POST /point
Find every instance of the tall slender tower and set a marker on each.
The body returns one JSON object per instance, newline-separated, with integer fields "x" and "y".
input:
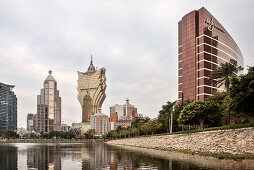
{"x": 91, "y": 90}
{"x": 8, "y": 107}
{"x": 48, "y": 116}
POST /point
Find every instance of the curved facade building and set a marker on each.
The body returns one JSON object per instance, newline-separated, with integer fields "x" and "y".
{"x": 91, "y": 91}
{"x": 203, "y": 44}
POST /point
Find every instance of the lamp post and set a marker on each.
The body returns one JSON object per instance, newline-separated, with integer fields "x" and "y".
{"x": 171, "y": 119}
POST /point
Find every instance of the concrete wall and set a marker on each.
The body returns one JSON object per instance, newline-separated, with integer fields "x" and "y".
{"x": 235, "y": 141}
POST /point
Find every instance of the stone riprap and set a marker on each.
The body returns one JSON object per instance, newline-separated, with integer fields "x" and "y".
{"x": 233, "y": 141}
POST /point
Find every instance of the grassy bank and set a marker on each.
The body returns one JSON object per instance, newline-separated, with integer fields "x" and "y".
{"x": 226, "y": 127}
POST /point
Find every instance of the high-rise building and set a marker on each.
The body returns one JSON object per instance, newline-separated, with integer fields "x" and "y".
{"x": 30, "y": 122}
{"x": 125, "y": 111}
{"x": 91, "y": 90}
{"x": 100, "y": 123}
{"x": 8, "y": 107}
{"x": 203, "y": 44}
{"x": 48, "y": 116}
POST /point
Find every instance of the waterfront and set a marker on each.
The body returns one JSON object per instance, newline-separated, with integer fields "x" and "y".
{"x": 103, "y": 156}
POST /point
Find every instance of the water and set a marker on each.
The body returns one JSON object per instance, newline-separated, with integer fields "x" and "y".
{"x": 102, "y": 156}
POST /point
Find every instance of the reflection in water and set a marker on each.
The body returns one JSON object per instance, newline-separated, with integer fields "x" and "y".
{"x": 90, "y": 156}
{"x": 8, "y": 158}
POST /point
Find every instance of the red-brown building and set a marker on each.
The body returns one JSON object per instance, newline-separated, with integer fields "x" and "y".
{"x": 203, "y": 44}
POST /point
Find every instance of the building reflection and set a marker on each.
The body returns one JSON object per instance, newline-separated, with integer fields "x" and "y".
{"x": 44, "y": 157}
{"x": 8, "y": 158}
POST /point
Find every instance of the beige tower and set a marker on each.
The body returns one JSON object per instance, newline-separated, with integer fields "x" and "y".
{"x": 91, "y": 91}
{"x": 48, "y": 116}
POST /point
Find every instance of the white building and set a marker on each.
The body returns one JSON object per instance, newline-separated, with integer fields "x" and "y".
{"x": 80, "y": 128}
{"x": 125, "y": 112}
{"x": 100, "y": 123}
{"x": 64, "y": 127}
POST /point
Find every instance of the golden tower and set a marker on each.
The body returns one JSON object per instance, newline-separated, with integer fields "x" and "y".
{"x": 91, "y": 90}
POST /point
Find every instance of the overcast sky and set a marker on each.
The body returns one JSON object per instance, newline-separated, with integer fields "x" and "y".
{"x": 135, "y": 40}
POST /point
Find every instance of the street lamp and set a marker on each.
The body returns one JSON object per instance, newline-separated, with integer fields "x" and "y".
{"x": 171, "y": 119}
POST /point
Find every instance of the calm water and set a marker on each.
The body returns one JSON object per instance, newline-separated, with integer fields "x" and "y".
{"x": 102, "y": 156}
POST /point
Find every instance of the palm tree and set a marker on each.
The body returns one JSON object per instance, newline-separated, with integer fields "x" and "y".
{"x": 223, "y": 74}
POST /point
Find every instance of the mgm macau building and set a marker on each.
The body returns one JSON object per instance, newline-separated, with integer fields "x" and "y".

******

What is needed: The answer is the whole listing retyped exactly, with pictures omitted.

Result for this task:
POST /point
Find every instance of the tall slender tower and set a marker on each.
The body returns one JSON object per instance, newline-separated, with integer fields "x" and "y".
input:
{"x": 91, "y": 90}
{"x": 8, "y": 107}
{"x": 48, "y": 116}
POST /point
Find every instance of the curved facade building and set a marker on each.
The body returns one JSON object per instance, newline-separated, with integer fields "x" and "y".
{"x": 91, "y": 91}
{"x": 203, "y": 44}
POST /point
Find every instance of the lamp post and set a marker on each.
The body returns one JSON object per instance, newline-separated, with integer fields "x" and "y".
{"x": 171, "y": 119}
POST /point
Find every instance of the concrete wall and set a marker on each.
The body returns one JSON object per instance, newline-separated, with integer fields "x" and "y".
{"x": 235, "y": 141}
POST /point
Find every instance of the stone riprap and set a marker on each.
The body returns one JSON object per instance, newline-separated, with integer fields "x" and "y".
{"x": 233, "y": 141}
POST /point
Find every instance of the grassy bank and set a marker on each.
The body returns one JSON object per instance, newline-separated, with integer fields "x" and "y".
{"x": 226, "y": 127}
POST /point
Find every instance of the high-rise building and set a marker on each.
The body returns one JSON object per instance, newline-separated, with integer fields "x" and "y".
{"x": 30, "y": 122}
{"x": 125, "y": 111}
{"x": 91, "y": 90}
{"x": 100, "y": 123}
{"x": 8, "y": 107}
{"x": 203, "y": 44}
{"x": 48, "y": 116}
POST /point
Find every instance of the waterfront and set a marker on each.
The body returns one JSON object per instance, newline-separated, with integer fields "x" and "y".
{"x": 103, "y": 156}
POST /point
Find every instance of the water and set a marker on each.
The body returns one JSON object per instance, newline-separated, with integer fields "x" and "y".
{"x": 102, "y": 156}
POST /point
Find every instance of the reflection in water and set a marker on each.
The body returns one JSON object per instance, newline-separated, with integer fields "x" and "y".
{"x": 90, "y": 156}
{"x": 8, "y": 158}
POST /point
Find every instance of the red-brown building and set a marker on each.
The body returns one JSON object per instance, newline-separated, with integer fields "x" and "y".
{"x": 203, "y": 44}
POST /point
Find every instance of the building reflection and set a marker on each.
The body returns one JSON object per instance, newline-separated, with integer fields "x" and "y".
{"x": 44, "y": 157}
{"x": 8, "y": 158}
POST /point
Find every instance of the beige tower and set a marker on each.
The body returns one JSON object per instance, newline-separated, with integer fields "x" and "y".
{"x": 91, "y": 91}
{"x": 48, "y": 116}
POST /point
Find every instance of the white building and set a marker on each.
The body returns one JSON object per instance, newline-separated, with integer fields "x" and "y".
{"x": 80, "y": 128}
{"x": 125, "y": 112}
{"x": 100, "y": 123}
{"x": 64, "y": 127}
POST /point
Find every instance of the golden tower and set a marker on each.
The body returns one JSON object per instance, newline-separated, with integer fields "x" and "y".
{"x": 91, "y": 90}
POST /point
Find every instance of the overcast sky and set a marker on each.
The body returns one JSON object per instance, newline-separated, with integer fields "x" and "y".
{"x": 135, "y": 40}
POST /point
Find every instance of the street lamp and set a marker on each.
The body returns one JSON object per instance, newline-separated, with integer fields "x" and "y".
{"x": 171, "y": 119}
POST /point
Find every instance of the calm water and set a marker on each.
The body returns one JSON object per instance, newline-separated, with integer fields "x" and "y".
{"x": 102, "y": 156}
POST /point
Find every instance of the palm tree and set a marker on each.
The body returns one JSON object per instance, newline-separated, with integer fields "x" and "y".
{"x": 223, "y": 74}
POST /point
Find every instance of the mgm macau building and set a marker on each.
The body returns one JSON object per instance, newline-separated, with integer fields "x" and "y".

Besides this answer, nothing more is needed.